Pointing and labeling entries
● ● ● ● ● ● ●

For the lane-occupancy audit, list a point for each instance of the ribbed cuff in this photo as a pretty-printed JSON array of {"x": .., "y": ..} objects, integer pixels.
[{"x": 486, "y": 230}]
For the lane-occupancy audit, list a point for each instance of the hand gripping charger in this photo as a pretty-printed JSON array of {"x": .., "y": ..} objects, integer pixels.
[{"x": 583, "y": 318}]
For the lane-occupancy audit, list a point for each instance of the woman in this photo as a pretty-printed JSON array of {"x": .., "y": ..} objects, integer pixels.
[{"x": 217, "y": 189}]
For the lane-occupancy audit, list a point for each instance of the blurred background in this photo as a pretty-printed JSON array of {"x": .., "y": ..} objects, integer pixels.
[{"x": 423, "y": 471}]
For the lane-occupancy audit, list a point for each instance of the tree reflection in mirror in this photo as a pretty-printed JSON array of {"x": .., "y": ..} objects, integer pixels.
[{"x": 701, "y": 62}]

● ● ● ● ● ● ●

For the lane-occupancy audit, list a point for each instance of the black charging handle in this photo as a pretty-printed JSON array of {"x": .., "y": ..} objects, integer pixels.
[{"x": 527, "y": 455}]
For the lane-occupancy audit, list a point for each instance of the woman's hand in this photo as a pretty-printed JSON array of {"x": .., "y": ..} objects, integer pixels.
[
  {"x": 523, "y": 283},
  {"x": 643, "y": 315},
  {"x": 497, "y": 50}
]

● ● ● ● ● ● ●

What is asked
Count the lines in the listing above that contain the word "gripping". Reply with the number only.

Problem solution
1